==== DATA SUPPLIED ====

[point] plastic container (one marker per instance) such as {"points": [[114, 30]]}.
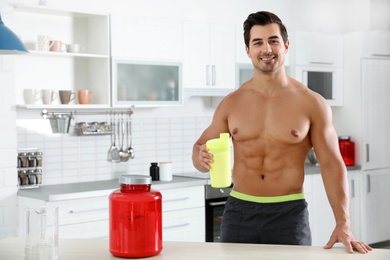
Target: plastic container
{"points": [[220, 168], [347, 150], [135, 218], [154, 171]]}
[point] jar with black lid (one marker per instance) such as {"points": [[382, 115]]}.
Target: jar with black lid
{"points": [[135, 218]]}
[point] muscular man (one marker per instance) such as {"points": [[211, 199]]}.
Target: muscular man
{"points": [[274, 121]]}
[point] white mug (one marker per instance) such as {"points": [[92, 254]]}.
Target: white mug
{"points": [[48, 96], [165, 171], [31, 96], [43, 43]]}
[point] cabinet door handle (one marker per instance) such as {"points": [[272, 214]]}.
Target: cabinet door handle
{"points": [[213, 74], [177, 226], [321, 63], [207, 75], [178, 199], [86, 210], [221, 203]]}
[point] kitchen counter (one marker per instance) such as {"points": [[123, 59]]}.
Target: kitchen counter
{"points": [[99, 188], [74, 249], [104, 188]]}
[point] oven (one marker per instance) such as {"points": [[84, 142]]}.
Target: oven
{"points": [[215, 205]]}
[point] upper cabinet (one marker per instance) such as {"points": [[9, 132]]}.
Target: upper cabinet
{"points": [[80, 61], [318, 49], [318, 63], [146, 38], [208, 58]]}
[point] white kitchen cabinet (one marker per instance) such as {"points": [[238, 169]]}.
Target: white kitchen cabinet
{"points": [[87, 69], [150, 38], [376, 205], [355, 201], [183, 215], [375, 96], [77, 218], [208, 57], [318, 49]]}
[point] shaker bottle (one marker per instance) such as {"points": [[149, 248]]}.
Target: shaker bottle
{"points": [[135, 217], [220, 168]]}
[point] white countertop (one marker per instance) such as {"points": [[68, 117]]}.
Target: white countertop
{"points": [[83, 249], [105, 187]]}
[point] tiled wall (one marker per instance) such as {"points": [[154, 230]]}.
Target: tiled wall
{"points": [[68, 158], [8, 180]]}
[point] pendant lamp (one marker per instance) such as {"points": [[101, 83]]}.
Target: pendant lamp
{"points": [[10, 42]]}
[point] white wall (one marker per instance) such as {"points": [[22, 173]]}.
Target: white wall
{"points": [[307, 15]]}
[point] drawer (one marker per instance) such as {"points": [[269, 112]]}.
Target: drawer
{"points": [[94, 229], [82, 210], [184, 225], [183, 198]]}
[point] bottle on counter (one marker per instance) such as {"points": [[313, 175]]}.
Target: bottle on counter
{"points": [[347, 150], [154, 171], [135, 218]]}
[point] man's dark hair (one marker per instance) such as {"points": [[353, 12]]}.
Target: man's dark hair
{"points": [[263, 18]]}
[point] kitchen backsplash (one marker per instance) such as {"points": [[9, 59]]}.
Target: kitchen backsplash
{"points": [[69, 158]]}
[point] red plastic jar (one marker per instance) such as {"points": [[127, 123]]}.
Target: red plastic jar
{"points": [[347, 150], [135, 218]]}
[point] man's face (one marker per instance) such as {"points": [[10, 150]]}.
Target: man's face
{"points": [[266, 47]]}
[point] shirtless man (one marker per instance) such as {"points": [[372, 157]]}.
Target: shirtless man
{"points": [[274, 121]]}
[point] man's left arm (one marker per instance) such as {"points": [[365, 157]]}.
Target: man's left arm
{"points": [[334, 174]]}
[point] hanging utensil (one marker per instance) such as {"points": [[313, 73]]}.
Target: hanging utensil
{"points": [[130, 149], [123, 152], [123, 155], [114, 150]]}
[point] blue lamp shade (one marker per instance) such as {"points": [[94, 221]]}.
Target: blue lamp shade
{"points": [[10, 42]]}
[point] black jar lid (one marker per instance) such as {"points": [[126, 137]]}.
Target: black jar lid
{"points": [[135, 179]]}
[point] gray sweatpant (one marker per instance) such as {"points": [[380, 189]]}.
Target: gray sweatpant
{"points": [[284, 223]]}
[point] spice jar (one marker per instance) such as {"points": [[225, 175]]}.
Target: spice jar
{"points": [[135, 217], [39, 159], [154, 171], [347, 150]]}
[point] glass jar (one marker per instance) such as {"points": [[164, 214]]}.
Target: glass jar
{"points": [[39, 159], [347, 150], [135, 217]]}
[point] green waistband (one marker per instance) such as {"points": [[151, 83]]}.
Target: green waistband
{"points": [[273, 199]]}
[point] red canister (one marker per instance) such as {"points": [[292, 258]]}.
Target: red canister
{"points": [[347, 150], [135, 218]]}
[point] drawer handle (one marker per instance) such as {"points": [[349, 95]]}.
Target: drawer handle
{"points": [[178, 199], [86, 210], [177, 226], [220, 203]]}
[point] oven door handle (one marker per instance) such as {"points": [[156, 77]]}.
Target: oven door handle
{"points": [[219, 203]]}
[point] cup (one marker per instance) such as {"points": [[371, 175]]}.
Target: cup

====

SHORT EXERCISE: Convert the rows above, from the line containing "[point] oven door" through the end of the rows, into a JSON list of strings with one string per line and blank lines omitted.

THE ANSWER:
[
  "[point] oven door handle (one marker per instance) such as {\"points\": [[156, 77]]}.",
  "Target: oven door handle",
  "{\"points\": [[219, 203]]}",
  "[point] cup (one marker per instance) such as {\"points\": [[371, 175]]}.",
  "Target: cup"
]